[Point localization data]
⟨

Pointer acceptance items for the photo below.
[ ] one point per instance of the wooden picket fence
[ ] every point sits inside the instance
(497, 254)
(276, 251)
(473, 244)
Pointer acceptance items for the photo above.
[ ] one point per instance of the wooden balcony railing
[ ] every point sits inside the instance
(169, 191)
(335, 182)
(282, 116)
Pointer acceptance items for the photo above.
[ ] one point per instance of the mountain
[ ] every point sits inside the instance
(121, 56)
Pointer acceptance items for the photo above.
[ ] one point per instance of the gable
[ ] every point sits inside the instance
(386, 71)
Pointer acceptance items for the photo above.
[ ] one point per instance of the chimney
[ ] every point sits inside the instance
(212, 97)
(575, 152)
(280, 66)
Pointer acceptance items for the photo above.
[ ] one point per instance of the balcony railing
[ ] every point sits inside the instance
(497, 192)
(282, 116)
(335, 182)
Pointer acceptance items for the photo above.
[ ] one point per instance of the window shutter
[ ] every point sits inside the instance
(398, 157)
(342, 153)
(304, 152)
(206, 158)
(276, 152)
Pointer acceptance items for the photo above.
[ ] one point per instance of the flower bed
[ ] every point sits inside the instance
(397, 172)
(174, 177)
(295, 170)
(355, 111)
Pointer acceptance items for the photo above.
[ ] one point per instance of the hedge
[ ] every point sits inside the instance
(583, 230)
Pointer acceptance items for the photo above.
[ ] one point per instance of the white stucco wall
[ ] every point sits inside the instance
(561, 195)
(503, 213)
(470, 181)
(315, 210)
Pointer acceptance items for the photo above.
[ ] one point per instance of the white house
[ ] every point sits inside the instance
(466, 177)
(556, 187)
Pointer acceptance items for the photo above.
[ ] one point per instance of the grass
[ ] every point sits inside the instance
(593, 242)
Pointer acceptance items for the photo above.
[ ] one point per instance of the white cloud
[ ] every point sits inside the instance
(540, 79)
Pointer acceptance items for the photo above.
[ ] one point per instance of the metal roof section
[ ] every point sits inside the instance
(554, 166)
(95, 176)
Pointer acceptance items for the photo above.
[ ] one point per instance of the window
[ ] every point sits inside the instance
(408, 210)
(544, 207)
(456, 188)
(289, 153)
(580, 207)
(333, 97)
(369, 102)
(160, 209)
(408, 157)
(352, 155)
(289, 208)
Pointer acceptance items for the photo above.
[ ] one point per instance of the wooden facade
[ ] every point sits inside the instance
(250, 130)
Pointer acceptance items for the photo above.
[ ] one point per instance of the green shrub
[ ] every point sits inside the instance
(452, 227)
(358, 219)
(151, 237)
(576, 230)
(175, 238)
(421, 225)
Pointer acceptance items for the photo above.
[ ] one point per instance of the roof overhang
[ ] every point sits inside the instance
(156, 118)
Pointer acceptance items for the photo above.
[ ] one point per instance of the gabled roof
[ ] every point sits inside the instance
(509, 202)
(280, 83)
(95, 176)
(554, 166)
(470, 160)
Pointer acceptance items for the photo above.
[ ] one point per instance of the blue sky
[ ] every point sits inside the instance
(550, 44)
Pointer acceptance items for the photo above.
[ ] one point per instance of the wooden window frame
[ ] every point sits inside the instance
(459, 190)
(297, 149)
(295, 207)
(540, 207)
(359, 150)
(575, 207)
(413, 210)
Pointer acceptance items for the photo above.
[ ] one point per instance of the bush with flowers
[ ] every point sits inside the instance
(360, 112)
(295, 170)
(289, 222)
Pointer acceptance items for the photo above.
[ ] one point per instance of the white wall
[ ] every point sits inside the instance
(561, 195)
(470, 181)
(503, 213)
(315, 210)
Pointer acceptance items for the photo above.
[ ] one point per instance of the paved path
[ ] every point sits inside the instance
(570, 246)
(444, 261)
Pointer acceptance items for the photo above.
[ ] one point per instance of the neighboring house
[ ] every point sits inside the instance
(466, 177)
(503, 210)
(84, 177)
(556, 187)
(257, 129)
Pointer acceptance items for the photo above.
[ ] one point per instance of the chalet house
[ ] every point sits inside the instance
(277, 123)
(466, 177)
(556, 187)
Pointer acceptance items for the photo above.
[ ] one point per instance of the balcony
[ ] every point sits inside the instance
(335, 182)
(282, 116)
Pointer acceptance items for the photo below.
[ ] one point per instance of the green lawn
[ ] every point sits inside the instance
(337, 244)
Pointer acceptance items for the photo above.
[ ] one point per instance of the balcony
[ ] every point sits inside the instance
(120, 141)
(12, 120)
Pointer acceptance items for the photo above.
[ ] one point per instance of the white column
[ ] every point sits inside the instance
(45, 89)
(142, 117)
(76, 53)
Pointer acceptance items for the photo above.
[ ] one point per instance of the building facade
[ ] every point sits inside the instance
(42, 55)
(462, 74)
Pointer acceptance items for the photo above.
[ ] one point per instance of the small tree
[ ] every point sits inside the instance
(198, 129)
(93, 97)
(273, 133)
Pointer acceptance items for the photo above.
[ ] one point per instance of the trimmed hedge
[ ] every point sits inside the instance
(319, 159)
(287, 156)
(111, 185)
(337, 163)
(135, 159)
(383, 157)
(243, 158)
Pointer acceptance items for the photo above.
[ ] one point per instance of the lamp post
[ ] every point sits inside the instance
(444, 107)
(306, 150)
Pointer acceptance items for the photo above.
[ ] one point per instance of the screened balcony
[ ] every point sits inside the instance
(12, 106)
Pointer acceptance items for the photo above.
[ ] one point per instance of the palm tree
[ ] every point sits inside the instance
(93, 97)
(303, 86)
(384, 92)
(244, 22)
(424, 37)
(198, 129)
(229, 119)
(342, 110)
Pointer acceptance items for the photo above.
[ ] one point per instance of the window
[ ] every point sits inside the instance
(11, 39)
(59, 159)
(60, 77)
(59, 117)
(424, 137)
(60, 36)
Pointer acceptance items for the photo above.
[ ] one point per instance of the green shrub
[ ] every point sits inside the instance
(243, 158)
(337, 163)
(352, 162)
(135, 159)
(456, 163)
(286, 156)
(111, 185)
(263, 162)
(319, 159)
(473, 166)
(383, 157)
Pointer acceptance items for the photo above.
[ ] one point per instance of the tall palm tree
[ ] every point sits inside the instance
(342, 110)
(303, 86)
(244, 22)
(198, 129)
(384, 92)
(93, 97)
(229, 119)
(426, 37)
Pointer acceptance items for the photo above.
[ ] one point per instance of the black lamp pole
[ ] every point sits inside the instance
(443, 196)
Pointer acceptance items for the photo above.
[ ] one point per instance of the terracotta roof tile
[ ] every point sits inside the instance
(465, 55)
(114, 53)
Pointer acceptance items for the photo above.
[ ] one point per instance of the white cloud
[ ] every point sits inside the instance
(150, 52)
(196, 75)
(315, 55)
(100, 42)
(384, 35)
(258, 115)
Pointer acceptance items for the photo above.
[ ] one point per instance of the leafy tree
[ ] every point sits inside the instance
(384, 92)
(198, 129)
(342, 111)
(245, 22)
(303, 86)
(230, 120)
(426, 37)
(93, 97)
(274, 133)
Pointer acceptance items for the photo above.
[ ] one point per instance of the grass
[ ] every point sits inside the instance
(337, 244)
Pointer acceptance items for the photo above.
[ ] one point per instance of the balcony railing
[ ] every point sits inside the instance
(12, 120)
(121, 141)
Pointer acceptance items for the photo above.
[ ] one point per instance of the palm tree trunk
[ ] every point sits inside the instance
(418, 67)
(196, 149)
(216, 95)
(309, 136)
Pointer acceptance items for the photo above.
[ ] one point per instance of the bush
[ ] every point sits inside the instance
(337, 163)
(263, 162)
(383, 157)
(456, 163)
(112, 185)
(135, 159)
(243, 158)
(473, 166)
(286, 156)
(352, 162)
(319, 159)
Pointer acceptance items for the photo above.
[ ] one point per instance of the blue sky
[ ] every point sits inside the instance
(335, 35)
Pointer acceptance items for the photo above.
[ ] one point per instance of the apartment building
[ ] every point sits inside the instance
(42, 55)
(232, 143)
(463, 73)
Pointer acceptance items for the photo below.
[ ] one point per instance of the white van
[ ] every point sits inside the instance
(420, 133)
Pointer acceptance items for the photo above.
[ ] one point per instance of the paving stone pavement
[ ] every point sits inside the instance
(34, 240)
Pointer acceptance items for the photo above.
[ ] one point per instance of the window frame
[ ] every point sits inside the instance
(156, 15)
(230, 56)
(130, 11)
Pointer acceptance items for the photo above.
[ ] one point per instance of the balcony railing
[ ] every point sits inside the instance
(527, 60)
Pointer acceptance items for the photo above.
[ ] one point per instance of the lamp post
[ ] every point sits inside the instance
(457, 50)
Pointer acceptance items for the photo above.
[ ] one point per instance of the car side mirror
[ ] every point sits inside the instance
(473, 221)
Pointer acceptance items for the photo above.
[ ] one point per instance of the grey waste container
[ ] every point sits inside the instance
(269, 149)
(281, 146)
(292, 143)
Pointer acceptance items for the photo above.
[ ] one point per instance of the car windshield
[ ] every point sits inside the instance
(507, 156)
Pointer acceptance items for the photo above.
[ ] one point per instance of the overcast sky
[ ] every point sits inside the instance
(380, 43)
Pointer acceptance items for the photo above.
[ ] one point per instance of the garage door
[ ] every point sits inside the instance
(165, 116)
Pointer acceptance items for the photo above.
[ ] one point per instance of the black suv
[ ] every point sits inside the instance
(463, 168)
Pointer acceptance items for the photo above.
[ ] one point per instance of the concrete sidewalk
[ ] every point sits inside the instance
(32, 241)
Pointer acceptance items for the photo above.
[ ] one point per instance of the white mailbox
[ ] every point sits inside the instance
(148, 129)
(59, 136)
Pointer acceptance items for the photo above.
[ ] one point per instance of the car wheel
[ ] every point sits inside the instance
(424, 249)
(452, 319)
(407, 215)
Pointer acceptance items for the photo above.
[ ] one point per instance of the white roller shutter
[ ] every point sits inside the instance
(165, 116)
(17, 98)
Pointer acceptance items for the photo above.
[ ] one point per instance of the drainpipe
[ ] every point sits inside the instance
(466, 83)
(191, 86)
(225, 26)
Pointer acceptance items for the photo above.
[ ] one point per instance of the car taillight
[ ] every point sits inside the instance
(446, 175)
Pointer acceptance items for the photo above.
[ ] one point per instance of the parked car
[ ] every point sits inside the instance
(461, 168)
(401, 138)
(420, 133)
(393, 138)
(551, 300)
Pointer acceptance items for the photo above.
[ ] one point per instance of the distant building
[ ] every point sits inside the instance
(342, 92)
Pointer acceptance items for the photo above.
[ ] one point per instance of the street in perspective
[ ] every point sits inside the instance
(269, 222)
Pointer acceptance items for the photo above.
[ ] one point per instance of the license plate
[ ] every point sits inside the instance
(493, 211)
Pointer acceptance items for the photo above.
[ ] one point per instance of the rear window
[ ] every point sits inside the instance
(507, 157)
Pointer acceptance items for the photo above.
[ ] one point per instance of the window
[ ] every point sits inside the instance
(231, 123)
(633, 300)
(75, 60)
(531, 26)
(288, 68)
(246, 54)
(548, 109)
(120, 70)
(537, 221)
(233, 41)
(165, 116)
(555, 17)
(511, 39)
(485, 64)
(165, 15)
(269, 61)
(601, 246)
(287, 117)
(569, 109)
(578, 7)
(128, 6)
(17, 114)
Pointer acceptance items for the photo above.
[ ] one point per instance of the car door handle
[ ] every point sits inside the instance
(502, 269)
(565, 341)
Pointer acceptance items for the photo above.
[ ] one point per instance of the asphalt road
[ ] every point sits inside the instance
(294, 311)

⟩
⟨

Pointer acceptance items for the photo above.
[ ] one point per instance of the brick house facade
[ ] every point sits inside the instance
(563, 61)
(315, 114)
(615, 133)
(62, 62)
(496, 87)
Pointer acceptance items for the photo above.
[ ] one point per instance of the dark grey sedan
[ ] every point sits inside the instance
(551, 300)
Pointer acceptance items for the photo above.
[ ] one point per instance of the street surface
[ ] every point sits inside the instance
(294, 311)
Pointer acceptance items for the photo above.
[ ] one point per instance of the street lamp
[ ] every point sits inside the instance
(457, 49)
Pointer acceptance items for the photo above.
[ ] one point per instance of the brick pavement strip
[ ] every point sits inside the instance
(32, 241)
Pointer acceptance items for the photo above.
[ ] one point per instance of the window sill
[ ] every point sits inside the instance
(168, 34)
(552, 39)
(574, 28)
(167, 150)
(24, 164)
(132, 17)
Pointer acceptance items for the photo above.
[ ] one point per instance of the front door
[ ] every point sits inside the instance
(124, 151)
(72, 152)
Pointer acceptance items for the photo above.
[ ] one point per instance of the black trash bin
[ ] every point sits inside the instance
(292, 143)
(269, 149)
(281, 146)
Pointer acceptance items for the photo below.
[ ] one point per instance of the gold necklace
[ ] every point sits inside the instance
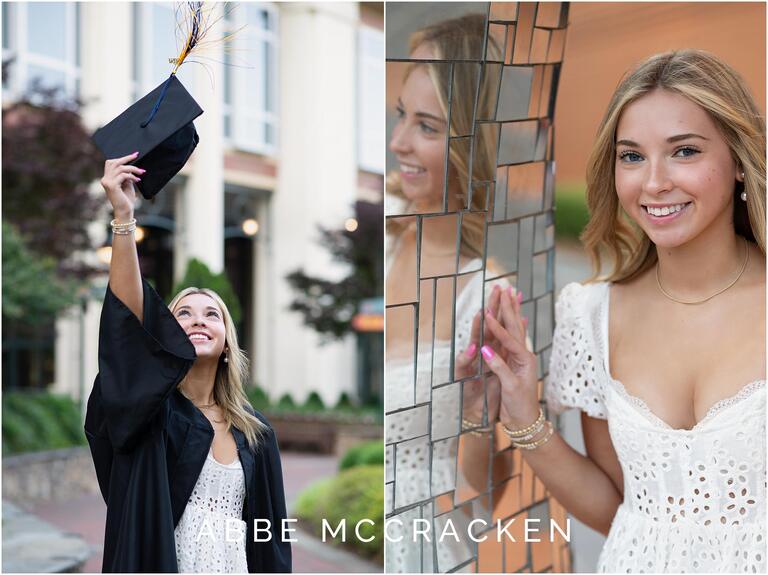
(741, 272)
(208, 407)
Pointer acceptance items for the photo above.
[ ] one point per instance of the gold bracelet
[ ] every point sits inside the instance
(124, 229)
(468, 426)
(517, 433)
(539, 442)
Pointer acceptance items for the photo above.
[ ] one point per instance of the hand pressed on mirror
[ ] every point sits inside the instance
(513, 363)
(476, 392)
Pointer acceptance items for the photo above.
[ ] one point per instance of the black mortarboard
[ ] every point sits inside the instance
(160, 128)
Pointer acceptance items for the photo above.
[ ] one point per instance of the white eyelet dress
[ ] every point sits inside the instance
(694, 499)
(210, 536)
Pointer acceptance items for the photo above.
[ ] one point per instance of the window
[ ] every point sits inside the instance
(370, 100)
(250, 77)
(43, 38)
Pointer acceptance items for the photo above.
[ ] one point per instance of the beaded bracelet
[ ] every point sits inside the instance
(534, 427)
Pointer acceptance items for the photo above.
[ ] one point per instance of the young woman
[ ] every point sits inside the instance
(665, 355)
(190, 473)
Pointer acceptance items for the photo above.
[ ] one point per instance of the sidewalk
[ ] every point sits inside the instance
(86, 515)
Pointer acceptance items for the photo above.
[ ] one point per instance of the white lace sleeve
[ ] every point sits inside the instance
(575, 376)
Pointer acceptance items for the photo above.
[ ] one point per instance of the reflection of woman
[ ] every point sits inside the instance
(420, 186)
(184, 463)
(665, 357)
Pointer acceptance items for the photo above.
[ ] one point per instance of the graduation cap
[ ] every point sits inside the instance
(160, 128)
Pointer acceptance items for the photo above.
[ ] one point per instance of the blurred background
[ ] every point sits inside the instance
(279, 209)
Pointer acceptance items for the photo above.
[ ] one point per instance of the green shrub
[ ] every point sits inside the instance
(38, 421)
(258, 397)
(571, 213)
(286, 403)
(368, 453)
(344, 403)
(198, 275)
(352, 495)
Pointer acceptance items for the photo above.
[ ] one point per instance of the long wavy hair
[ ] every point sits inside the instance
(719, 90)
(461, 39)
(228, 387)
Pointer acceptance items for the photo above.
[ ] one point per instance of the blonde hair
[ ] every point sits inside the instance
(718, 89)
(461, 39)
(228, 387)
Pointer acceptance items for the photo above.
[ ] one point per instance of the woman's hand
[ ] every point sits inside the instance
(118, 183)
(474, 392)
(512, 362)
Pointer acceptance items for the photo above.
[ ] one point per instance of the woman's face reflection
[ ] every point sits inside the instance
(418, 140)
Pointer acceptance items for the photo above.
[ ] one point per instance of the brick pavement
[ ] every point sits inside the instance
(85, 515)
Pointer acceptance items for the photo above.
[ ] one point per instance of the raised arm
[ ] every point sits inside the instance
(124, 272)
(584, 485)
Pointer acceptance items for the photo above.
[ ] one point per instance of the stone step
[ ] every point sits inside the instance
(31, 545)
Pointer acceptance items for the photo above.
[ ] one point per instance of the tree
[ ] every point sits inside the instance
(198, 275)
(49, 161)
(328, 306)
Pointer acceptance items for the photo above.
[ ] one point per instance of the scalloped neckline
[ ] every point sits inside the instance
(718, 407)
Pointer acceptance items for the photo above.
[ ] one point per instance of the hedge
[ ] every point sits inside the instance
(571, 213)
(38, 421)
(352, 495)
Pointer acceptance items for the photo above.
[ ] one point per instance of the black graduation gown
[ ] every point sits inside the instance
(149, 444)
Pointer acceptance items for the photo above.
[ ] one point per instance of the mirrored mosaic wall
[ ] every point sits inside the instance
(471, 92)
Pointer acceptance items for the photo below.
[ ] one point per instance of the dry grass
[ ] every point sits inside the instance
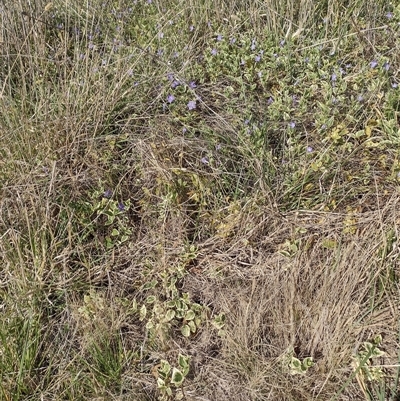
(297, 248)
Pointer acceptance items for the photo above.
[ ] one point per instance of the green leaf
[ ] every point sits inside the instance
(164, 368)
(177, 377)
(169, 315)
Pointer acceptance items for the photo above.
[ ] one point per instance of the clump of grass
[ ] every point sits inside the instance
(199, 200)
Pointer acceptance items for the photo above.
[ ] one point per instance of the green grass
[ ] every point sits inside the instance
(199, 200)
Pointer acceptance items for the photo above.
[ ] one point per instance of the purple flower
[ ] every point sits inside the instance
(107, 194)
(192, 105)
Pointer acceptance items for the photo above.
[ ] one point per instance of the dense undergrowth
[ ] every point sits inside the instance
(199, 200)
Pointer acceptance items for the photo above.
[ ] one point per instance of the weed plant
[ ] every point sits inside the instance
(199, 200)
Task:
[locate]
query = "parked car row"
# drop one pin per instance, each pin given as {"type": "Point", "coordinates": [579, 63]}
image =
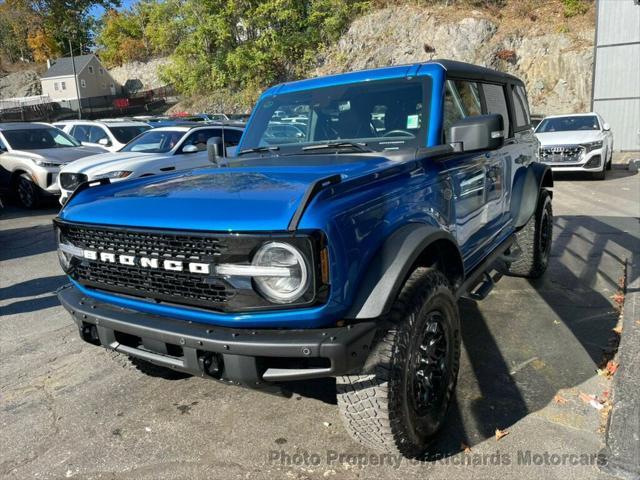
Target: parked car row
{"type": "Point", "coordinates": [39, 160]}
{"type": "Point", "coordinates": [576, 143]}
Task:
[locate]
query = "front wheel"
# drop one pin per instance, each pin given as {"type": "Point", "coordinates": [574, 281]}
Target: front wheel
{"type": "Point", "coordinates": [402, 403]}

⟩
⟨

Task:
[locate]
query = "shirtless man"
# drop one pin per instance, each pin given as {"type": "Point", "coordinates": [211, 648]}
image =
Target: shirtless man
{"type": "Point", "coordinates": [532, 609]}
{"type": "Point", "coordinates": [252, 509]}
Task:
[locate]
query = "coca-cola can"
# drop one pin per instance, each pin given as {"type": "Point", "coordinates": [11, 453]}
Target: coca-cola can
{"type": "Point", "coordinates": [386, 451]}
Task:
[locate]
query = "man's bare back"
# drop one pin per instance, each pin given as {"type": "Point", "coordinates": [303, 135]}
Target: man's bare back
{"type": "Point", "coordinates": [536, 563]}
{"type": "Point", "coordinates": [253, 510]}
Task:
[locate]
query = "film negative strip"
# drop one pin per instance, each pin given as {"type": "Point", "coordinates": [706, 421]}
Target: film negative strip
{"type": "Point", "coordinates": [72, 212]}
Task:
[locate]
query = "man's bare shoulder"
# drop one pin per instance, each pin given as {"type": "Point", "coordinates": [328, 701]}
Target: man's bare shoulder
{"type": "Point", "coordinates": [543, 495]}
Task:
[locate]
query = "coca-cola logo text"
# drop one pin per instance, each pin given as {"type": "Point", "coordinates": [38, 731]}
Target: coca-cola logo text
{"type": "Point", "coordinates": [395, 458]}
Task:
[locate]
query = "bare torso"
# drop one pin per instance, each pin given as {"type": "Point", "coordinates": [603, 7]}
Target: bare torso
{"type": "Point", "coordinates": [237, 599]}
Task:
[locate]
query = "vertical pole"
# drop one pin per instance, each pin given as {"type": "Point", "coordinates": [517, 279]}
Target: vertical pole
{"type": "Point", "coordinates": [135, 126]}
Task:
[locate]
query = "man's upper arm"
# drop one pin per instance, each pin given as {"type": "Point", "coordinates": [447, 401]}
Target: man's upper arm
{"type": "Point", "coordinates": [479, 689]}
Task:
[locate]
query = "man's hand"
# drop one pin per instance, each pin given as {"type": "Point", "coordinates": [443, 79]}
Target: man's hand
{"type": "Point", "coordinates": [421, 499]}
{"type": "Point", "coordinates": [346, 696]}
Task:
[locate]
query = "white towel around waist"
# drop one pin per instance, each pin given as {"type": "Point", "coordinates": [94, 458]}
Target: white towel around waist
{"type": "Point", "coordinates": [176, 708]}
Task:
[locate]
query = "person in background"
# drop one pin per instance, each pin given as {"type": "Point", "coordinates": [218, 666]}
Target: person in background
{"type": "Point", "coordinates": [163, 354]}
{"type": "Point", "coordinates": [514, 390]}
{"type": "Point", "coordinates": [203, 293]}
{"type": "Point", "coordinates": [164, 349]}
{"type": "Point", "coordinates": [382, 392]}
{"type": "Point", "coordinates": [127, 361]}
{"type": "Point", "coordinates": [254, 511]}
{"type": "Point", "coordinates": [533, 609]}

⟩

Problem:
In which lines of the records does the word "hair" appear? Copy each of them.

Your response:
[ ] one point per instance of the long wavy hair
[ ] one point per instance of the blonde hair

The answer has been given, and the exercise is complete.